■ **Set tasks**:
A. Rewrite the affirmation spell thread from "You will notice" to "Your name, It.", putting "practice" in place of "ritual".
B. Answer these questions from the affirmation spell thread:
(i) According to the first post, how many times should the affirmation be said?
(ii) After how many days will certain benefits be noticed?
(iii) What does angeress say she will definitely not call herself?
C. Name every user who posts in the affirmation spell thread.

■ **Text section**:
#  >  > General Discussion >  >  > Free Spells >  >  >  An Affirmation Spell for anything

## angeress

Affirmations are a wonderful way to get yourself in a right Occult state of mind, and you can use affirmations for basically anything.
I will tell you what to do now:
For 20xs (which is desired number of times, it can be 9xs if it is a longer affirmation, and the beauty of it, is the fact you can record this on a cassette and play it back to yourself) :Smile: 
Always remember to say YOU, instead of I, because the sub-concious is talking to you, and you can say as an example:
You are success, prosperous, full of love and luck and each day life will get better and better' , say this to yourself preferably before noding off to sleep and for god sake do not tell all and sundry because this is Occult work.
I hope these affirmations are of use, and you can personalise them, even to be a better player of sport, to be lucky with lotto and so on. :Smile:

----------


## angeress

You will notice certain benefits after a period of 10 days, but ideally this affirmation ritual should be taking place for at least a month.

----------


## Gazeeboh

Thank you for pointing out that one should say "You" instead of "I". I think "We" would also be effective. It's a great exercise to refer to yourself different ways during a day at a time. Spend a day calling yourself , I, then , Us, We, You, This One, Your name, It.

----------


## angeress

Very glad you agree with me Gazeeboh, but one thing I definately will not call myself is 'IT'. Too disrespectful.

----------


## ZeldaFitz

It is brain programming, it can not be called magick. Still if it makes you feel better about yourself, it can't hurt. Gaz is right, it is good to change it around.

----------


## angeress

Look MrK, brain programming is essential to occult work.

----------


## angeress

For a beginner, brain programming is essential and it is vital for the success rate of any spell OK. Lots of spells work because the practioner believes in it.

----------


## angeress

If you feel so strongly about it, why not make a thread about it.

----------


## ZeldaFitz

> No it is not. Only valid in certain forms of magic where you only believe the spirits to be a part of your own sub conscious.


Absolutely

----------


## angeress

When I first started doing occult works, I started on affirmations because using certain brain exercises is vital for Occult work.
Many people have had their lives changed for the better by power of thought OK, and I am aware of other spells as well MrK.

----------


## angeress

The results feel like magick to me, and that is all that matters MrK.

----------


## maia

Great.
I will begin this today and use it for 10 days and report the result. Also will use "you"instead of "i" when stating affirmations. Thanks TS for the information & insight.

----------

Rows from a pointing dataset
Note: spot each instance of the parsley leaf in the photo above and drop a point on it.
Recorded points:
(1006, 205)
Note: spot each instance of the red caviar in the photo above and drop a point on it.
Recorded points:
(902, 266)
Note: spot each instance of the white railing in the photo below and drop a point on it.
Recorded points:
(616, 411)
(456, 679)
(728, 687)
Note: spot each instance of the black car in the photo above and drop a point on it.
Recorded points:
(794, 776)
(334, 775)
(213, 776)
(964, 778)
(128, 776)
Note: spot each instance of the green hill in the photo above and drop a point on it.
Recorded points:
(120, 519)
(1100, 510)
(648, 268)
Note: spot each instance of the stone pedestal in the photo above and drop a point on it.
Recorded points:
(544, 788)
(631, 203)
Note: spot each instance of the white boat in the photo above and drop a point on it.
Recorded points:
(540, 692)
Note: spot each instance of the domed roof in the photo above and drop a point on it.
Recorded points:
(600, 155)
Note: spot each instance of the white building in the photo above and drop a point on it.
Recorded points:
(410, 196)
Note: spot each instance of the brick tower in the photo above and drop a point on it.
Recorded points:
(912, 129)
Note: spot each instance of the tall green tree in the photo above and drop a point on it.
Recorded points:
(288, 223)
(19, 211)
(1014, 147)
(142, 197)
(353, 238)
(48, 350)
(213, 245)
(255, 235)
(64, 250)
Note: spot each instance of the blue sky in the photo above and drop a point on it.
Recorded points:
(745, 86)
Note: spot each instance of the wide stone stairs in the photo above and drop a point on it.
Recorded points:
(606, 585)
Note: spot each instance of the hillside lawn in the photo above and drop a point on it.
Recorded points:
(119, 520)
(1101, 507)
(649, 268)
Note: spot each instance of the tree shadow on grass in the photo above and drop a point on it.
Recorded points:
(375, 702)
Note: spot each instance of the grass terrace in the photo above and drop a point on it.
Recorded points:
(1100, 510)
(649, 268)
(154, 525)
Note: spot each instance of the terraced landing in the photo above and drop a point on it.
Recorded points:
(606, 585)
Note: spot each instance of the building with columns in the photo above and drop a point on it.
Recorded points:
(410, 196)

■ **The replies**:
A.
You will notice certain benefits after a period of 10 days, but ideally this affirmation practice should be taking place for at least a month.

----------


## Gazeeboh

Thank you for pointing out that one should say "You" instead of "I". I think "We" would also be effective. It's a great exercise to refer to yourself different ways during a day at a time. Spend a day calling yourself , I, then , Us, We, You, This One, Your name, It.

B.
(i) 20 times, or 9 times if it is a longer affirmation.
(ii) After 10 days.
(iii) 'IT', because it is too disrespectful.

C. angeress, Gazeeboh, ZeldaFitz, maia